*Text shown*:
↓↓↓
Logistic Regression:

  • Residuals are binomial
  • Model predicts probability of Y = 1 (\(\pi\)). Link function is logit (or log-odds; A transformation of these predicted probabilities).
    • \(ln(\frac{\pi}{1-\pi}) = b_0 + b_1X_1 + ... + b_kX_k\)
    • It is still a linear (on \(X\)) model

Logs and Exponentials

You are likely familiar with logs using base 10.

log10(10)
[1] 1
log10(100)
[1] 2
log10(1000)
[1] 3
log10(1)
[1] 0
log10(15)
[1] 1.176091
log10(0)
[1] -Inf
log10(.1)
[1] -1

The natural log (often abbreviated ln) is similar but uses base \(e\) (approx 2.718) rather than base 10.

log(2.718282)
[1] 1
log(10)
[1] 2.302585
log(1)
[1] 0
log(0)
[1] -Inf

The inverse of the natural log is the exponential function: exp().

  • This function simply raises \(e\) to the power of \(X\) (whatever value you provide).
  • Logistic regression uses natural logs and exponentials for the transformations that connect \(\hat{Y}\) with \(X\)s.
exp(1)
[1] 2.718282
exp(2)
[1] 7.389056
exp(0)
[1] 1
exp(-1)
[1] 0.3678794

This is the model we are fitting for logistic regression.

  • \(ln(\frac{\pi}{1-\pi}) = b_0 + b_1X_1 + ... + b_kX_k\)


We can manipulate the formula to isolate \(\pi\) on one side such that it predicts the probability (\(\pi\)) of \(Y = 1\) as a function of \(X\)s.

  • \(\pi = \frac{e^{b_0 + b_1X_1 + ... + b_kX_k}}{1 + e^{b_0 + b_1X_1 + ... + b_kX_k}}\)
  • \(\pi\) = \(\frac{1}{1 + e^{-(b_0 + b_1X_1 + ... + b_kX_k)}}\)
  • This is often how we will use the model for prediction (and plots)
  • Probability is non-linear on \(X\) (as we saw in the previous plot)
m_glm |> tidy()
# A tibble: 2 × 5
  term        estimate std.error statistic  p.value
  <chr>          <dbl>     <dbl>     <dbl>    <dbl>
1 (Intercept)   -14.5      1.51      -9.62 6.65e-22
2 gpa             4.12     0.433      9.51 1.85e-21

\(\pi\) = \(\frac{1}{1 + e^{-(14.5 + 4.1*X_1)}}\)

Logistic regression (and all generalized linear models) can accommodate multiple \(X\)s.

  • \(\pi = \frac{1}{1 + e^{-(b_0 + b_1X_1 + ... + b_kX_k)}}\)

But lets consider simple (one \(X\)) logistic regression to understand what the intercept and parameter estimates for \(X\) tell us about the probability of \(Y\).

  • \(\pi = \frac{1}{1 + e^{-(b_0 + b_1X_1)}}\)

Over the next several slides, we will work through variations of \(b_0\) and \(b_1\) to understand how they affect the shape and location of the logistic function.

\(b_0 = 0\); \(b_1 = 0\)

  • No relationship between \(X\) and \(\pi\). \(\pi\) is always .5.
↑↑↑
*Data extract*:
↓↓↓
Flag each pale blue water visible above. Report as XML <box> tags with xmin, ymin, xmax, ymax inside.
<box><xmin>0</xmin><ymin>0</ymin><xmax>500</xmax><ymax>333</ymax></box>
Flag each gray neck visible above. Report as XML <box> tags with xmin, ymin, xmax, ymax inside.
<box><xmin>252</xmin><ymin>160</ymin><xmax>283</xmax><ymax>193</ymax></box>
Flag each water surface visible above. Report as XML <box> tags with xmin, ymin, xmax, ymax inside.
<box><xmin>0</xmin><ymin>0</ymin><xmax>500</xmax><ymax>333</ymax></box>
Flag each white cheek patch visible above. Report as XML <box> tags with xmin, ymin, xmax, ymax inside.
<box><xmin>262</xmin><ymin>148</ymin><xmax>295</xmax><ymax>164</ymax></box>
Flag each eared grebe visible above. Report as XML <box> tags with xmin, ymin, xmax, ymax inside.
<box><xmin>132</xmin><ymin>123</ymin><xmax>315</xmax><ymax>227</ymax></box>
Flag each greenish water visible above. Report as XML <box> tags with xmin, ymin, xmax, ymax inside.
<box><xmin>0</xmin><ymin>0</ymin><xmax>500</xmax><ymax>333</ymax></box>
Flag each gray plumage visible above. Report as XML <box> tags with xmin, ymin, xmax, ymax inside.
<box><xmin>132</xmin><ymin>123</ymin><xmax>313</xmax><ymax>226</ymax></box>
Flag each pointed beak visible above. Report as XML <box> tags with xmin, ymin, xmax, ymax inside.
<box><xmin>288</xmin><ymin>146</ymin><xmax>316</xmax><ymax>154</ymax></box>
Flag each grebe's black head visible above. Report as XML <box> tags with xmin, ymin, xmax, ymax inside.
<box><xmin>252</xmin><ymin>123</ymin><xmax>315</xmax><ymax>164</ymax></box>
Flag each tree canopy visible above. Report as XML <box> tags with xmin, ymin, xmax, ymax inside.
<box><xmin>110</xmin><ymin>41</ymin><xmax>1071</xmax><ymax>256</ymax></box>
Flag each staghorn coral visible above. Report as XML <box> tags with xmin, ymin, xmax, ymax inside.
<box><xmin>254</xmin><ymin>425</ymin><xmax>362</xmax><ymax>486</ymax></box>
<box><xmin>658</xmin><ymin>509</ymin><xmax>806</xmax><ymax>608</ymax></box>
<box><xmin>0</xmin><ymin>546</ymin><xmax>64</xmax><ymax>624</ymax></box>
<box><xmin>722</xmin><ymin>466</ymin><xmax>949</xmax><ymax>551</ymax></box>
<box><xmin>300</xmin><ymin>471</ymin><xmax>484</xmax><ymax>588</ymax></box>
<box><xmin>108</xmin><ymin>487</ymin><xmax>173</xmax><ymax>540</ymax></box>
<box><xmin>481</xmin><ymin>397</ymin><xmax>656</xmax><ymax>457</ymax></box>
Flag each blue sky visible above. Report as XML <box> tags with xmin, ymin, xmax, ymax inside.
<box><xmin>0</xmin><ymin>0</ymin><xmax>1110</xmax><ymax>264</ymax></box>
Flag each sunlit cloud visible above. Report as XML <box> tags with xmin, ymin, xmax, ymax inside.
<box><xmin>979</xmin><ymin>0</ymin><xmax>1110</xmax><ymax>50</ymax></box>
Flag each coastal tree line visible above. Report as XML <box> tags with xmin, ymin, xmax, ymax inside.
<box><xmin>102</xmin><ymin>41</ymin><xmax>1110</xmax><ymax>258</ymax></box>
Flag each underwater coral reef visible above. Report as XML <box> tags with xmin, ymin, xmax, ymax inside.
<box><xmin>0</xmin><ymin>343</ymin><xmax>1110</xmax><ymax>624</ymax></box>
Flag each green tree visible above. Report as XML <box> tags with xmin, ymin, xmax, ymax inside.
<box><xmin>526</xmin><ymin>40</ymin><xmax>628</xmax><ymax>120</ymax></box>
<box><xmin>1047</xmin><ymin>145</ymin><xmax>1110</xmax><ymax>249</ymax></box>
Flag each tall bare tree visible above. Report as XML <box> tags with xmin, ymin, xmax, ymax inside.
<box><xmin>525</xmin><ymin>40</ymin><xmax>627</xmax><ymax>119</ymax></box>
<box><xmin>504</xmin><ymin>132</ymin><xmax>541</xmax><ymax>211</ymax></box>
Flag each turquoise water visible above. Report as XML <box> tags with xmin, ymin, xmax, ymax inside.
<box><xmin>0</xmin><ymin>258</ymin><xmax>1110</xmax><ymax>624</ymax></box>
↑↑↑
*Stated goal 1*:
In the logistic regression notes, what function is the inverse of the natural log?
*Stated goal 2*:
Please explain, in one to three sentences, why the logistic regression notes rearrange the model to isolate \(\pi\) on one side.
*Stated goal 3*:
Pick up the logistic regression notes after their last line and write the next part of the walk through values of \(b_0\) and \(b_1\).

*Exercise response 1*:
The exponential function, exp().

*Exercise response 2*:
Isolating \(\pi\) makes the model predict the probability of \(Y = 1\) directly as a function of the \(X\)s. The notes say this form is often how the model will be used for prediction and plots.

*Exercise response 3*:
\(b_0 = 0\); \(b_1 = 0 \text{ to }1\)

  • As \(b_1\) becomes more positive, the slope of the logistic function increases.
  • The steeper the slope, the more quickly the probability of \(y = 1\) changes as \(x\) changes.
  • As \(X\) increases, the probability of \(Y = 1\) increases.
  • \(\pi\) is 0.5 at mean of \(x\) (because \(b_0 = 0\)).

\(b_0 = 0\); \(b_1 = -1 \text{ to }0\)

  • As \(b_1\) becomes more negative (relative to 0), the negative slope of the logistic function increases.
  • The steeper the slope, the more quickly the probability of \(y = 1\) changes as \(x\) changes.
  • As \(X\) increases, the probability of \(Y = 1\) decreases.
  • \(\pi\) is 0.5 at mean of \(x\) (because \(b_0 = 0\)).

\(b_0 = -5 \text{ to } 5\); \(b_1 = 0\)

  • When \(b_0 = 0\), the model predicts \(\pi = 0.5\) at the mean of \(X\).
  • As \(b_0\) becomes more positive, the model predicts higher probabilites for \(Y = 1\) at the mean of \(X\).
  • As \(b_0\) becomes more negative, the model predicts lower probabilites for \(Y = 1\)
  • This is clearest when \(b_1 = 0\).

\(b_0 = -5 \text{ to } 5\); \(b_1 = 1\)

  • But the same is true for non-zero values for \(b_1\).
  • Increases in probability for \(Y = 1\) result in left shift of the logistic function.
  • Decreases in probability for \(Y = 1\) result in right shift of the logistic function.

Odds

Odds are a transformation of probabilites that can be useful in some situations (e.g., gambling).

Odds = \(\frac{\pi}{1-\pi}\)

Question

What are the odds of obtaining a head on a fair coin toss?

Odds = \(\frac{0.5}{1-0.5} = \frac{0.5}{0.5} = 1 [1:1]\)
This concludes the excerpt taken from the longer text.